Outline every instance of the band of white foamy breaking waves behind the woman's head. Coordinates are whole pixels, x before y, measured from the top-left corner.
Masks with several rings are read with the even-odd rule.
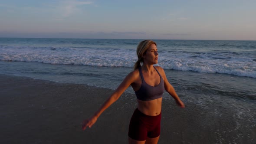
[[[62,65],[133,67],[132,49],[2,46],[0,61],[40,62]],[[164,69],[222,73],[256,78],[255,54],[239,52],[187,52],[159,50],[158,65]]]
* * *
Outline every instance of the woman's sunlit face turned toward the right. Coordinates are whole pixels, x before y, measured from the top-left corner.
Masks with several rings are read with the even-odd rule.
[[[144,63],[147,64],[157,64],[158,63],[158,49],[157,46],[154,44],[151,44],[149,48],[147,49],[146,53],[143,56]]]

= Work instructions =
Look through the material for "left". Copy each line that has it.

= Result of this exercise =
Outline every instance of the band of white foamy breaking waves behind the woman's head. Coordinates are whole pixels, x before y, measured from the top-left corner.
Outline every instance of the woman's sunlit face turned toward the right. Coordinates are whole pixels, x before y, measured from the top-left corner.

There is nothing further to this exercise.